Omit every picture and write out the rest of the records exactly.

========================================================================

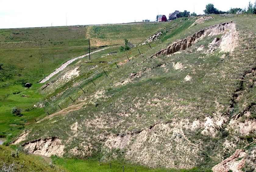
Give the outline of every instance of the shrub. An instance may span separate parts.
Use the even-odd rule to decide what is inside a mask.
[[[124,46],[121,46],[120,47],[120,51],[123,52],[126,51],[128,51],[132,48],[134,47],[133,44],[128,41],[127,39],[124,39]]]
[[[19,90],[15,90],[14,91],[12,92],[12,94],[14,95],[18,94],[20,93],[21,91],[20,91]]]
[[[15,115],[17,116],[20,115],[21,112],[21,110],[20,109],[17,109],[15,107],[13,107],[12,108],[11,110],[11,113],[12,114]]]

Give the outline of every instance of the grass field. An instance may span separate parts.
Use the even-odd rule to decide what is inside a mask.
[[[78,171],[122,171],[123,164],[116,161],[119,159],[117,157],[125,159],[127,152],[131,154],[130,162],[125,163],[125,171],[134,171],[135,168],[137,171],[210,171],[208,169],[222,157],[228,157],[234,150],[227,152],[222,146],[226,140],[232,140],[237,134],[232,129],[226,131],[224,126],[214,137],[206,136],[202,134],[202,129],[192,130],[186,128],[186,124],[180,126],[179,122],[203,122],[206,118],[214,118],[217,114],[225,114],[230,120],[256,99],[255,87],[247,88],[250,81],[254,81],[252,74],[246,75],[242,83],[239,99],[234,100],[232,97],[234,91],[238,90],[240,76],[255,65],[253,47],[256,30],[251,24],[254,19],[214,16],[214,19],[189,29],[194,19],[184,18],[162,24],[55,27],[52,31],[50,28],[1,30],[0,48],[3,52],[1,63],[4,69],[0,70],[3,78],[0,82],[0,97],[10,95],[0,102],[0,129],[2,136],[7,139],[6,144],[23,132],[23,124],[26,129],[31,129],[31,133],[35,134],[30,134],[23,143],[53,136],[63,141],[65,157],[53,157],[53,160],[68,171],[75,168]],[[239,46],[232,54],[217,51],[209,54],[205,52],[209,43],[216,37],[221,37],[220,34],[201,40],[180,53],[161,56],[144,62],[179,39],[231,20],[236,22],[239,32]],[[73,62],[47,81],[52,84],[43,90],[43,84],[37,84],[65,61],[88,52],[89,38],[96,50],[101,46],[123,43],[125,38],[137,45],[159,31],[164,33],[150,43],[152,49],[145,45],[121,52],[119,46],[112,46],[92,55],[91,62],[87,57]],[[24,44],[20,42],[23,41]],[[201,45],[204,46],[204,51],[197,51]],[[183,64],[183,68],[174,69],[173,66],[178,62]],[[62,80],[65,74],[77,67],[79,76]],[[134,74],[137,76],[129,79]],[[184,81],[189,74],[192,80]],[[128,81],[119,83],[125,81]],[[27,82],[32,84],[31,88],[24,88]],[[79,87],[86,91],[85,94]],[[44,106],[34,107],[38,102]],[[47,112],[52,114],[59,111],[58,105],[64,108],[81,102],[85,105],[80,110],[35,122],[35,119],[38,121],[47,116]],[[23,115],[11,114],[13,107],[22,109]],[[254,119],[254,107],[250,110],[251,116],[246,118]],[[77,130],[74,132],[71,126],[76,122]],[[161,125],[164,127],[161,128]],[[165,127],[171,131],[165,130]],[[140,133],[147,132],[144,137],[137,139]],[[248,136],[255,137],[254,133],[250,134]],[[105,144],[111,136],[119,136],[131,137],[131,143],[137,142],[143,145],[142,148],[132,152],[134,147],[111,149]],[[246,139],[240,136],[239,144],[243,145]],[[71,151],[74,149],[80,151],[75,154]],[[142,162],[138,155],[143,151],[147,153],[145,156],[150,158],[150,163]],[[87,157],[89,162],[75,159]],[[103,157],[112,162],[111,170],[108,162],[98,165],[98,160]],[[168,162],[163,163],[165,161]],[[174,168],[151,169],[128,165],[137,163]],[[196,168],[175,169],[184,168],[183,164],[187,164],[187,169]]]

========================================================================

=== RESPONSE ===
Give the outline of every instance of the shrub. An instance may span separate parts.
Use the even-odd rule to decide what is inside a mask.
[[[124,46],[121,46],[120,47],[120,51],[123,52],[126,51],[128,51],[132,48],[134,47],[133,44],[128,41],[127,39],[124,39]]]
[[[19,90],[15,90],[14,91],[12,92],[12,94],[14,95],[18,94],[20,93],[21,91],[20,91]]]
[[[15,115],[17,116],[20,115],[21,112],[21,110],[20,109],[17,109],[15,107],[13,107],[12,108],[11,110],[11,113],[12,114]]]

Give the outline of every instance of the grass field. An instance may span separate parts.
Use the even-odd rule to decide what is inside a mask.
[[[78,171],[122,171],[123,164],[116,161],[119,159],[117,157],[125,159],[127,152],[131,154],[130,162],[125,163],[125,171],[134,171],[135,168],[137,171],[210,171],[208,169],[222,157],[228,157],[234,150],[227,152],[222,146],[226,140],[232,140],[237,134],[232,129],[226,131],[224,126],[214,137],[206,136],[202,134],[202,129],[192,130],[186,128],[186,124],[180,126],[179,122],[203,122],[206,118],[214,118],[217,114],[225,114],[230,120],[256,99],[255,87],[247,88],[250,81],[254,81],[252,74],[246,75],[242,83],[239,99],[234,100],[232,97],[234,91],[238,90],[240,76],[255,65],[253,47],[256,30],[251,24],[254,19],[214,16],[214,19],[189,29],[194,19],[184,18],[162,24],[55,27],[52,31],[50,28],[1,30],[0,48],[3,52],[1,63],[4,69],[0,70],[3,78],[0,82],[0,97],[10,95],[0,102],[0,129],[2,136],[7,139],[6,144],[23,132],[23,124],[26,129],[31,129],[31,133],[35,134],[30,134],[23,143],[53,136],[63,141],[65,157],[53,157],[53,160],[68,171],[75,168]],[[239,46],[232,54],[217,51],[209,54],[205,52],[209,43],[216,37],[221,37],[220,34],[201,40],[180,53],[161,56],[144,62],[179,39],[231,20],[236,22],[239,32]],[[73,62],[47,81],[52,84],[43,90],[43,84],[37,84],[65,61],[88,52],[89,38],[96,50],[101,46],[123,43],[125,38],[137,45],[159,31],[164,33],[150,43],[152,49],[145,45],[121,52],[119,46],[112,46],[92,55],[91,62],[87,57]],[[24,44],[20,42],[23,41]],[[201,45],[204,46],[204,51],[197,51]],[[183,64],[183,68],[174,69],[173,66],[178,62]],[[62,80],[65,74],[77,67],[79,76]],[[134,74],[137,76],[129,79]],[[184,81],[189,74],[192,80]],[[128,81],[119,83],[125,81]],[[27,82],[32,84],[31,88],[24,88]],[[79,87],[86,91],[85,94]],[[44,106],[34,107],[38,102]],[[47,112],[52,114],[59,111],[58,105],[64,108],[81,102],[85,105],[80,110],[35,122],[35,119],[38,121],[47,116]],[[23,115],[11,114],[13,107],[22,109]],[[254,119],[254,107],[250,110],[251,116],[246,118]],[[77,130],[74,132],[71,126],[76,122]],[[161,125],[164,127],[161,128]],[[165,127],[171,131],[165,130]],[[140,133],[147,132],[144,137],[137,139]],[[248,136],[255,137],[254,133],[250,134]],[[105,144],[111,136],[119,136],[131,137],[131,143],[137,142],[143,145],[142,148],[132,152],[134,147],[111,149]],[[246,139],[240,136],[239,144],[243,145]],[[71,151],[74,149],[80,151],[75,154]],[[142,162],[138,155],[143,151],[147,153],[145,156],[150,158],[150,163]],[[87,157],[89,162],[75,159]],[[103,157],[112,162],[111,170],[108,162],[98,165],[98,160]],[[168,162],[163,163],[165,161]],[[174,168],[151,169],[128,165],[137,163]],[[196,168],[175,169],[184,168],[183,164],[187,164],[187,169]]]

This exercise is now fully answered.